%%
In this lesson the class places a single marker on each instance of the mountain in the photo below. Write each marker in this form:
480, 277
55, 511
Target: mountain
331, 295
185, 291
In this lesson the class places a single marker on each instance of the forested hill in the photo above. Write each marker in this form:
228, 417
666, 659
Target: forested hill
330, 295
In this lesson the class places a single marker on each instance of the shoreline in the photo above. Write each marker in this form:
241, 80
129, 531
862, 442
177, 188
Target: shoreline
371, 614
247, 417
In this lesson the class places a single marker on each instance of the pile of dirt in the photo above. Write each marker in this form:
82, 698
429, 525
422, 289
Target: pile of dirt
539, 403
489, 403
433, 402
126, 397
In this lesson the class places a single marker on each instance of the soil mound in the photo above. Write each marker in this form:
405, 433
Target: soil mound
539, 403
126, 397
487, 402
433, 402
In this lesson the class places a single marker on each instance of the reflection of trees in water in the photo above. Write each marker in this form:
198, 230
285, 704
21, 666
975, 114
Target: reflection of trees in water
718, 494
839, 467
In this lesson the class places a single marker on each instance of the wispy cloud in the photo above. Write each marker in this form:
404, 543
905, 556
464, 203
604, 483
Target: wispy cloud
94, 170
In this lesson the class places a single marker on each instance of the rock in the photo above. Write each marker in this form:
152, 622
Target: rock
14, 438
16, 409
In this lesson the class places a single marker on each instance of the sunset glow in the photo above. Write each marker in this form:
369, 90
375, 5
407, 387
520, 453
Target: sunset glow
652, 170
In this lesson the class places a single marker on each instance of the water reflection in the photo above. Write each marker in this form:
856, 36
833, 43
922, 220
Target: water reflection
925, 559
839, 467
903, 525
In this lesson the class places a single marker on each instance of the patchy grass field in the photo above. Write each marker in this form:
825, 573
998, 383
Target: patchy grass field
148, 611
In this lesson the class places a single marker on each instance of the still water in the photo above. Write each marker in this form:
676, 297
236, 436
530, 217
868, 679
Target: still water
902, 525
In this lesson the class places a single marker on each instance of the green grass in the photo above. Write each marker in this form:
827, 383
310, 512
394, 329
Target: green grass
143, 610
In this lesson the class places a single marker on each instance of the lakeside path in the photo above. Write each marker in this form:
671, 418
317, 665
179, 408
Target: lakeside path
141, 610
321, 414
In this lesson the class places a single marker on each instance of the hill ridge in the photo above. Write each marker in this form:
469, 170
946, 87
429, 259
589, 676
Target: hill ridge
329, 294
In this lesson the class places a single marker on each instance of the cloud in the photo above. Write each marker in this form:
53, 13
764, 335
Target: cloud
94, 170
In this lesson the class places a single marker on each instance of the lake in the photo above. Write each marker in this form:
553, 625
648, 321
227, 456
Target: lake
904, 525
%%
EXERCISE INSTRUCTIONS -
Return each line of the data exactly as it was given.

TASK RESULT -
In this lesson the class places a single marker on each instance of the mountain in the photo below. Write each marker in this form:
480, 277
55, 511
Target: mountain
331, 295
185, 291
In this lesson the class places a single marker on each instance of the forested hill in the photo above. Write each marker in this form:
228, 417
666, 659
Target: forested hill
330, 295
In this lesson the class places a single marker on each instance of the shoreline in the photo above. Write each marker in this form:
241, 80
129, 531
862, 442
177, 188
Target: shoreline
371, 614
247, 417
In this lesson the class places a single marker on each instance of the pile of dirt in the photo above. Write each marker in this form:
82, 698
429, 525
422, 289
Target: pile of dirt
539, 403
489, 403
433, 402
126, 397
In this lesson the class places a single marker on each instance of the soil mound in the photo above. Write each marker in this form:
405, 433
Target: soil mound
539, 403
126, 397
487, 402
433, 402
In this lesson the class places a single marker on each instance of the reflection of trees in water in the photo above. Write each marker in this form:
198, 230
285, 704
21, 666
975, 114
Target: reflection of trees in water
718, 494
839, 467
In this lesson the class places a single marker on each instance of the wispy cloud in the photo above. Write each marker in this form:
404, 543
905, 556
464, 203
604, 483
Target: wispy cloud
94, 170
In this lesson the class places a single marker on each instance of the rock in the photo above. Write each marker in this form:
152, 622
Target: rock
14, 438
16, 409
In this lesson the class places a single marker on each instance of the sunset glow in the photo above. Write each marker in this form:
369, 90
375, 5
407, 387
520, 453
Target: sunset glow
652, 170
In this lesson the class places a single marker on each instance of the water reflection in the photo above. Write each marker in this form:
856, 36
833, 43
922, 220
Target: water reflection
925, 559
839, 467
903, 525
In this lesson the class places a single marker on each instance of the patchy grass field in the photo above. Write each marker in this form:
825, 573
998, 383
Target: patchy grass field
148, 611
In this lesson the class places a single marker on each instance of the still water in the photo above. Write each marker in this form:
676, 297
236, 436
530, 217
868, 679
Target: still water
902, 525
In this lesson the class places a single marker on each instance of the green grass in the photo above. Write each marker in this form:
827, 383
310, 512
394, 329
Target: green grass
143, 610
In this lesson the class places a single marker on each instance of the lakeside path in the photo above. Write each marker in this form:
671, 418
317, 665
179, 408
Target: lakeside path
141, 610
321, 414
In this lesson the class places a single marker on each instance of the hill ridge in the photo above. Write each marker in this form:
469, 170
946, 87
429, 259
589, 676
Target: hill ridge
329, 294
In this lesson the class places a single marker on each instance of the cloud in the photo above. Write each marker in this form:
53, 13
764, 335
Target: cloud
94, 170
In this lesson the class places a single marker on each instance of the lake in the photo above. Write each marker in this form:
553, 625
648, 321
227, 456
Target: lake
904, 525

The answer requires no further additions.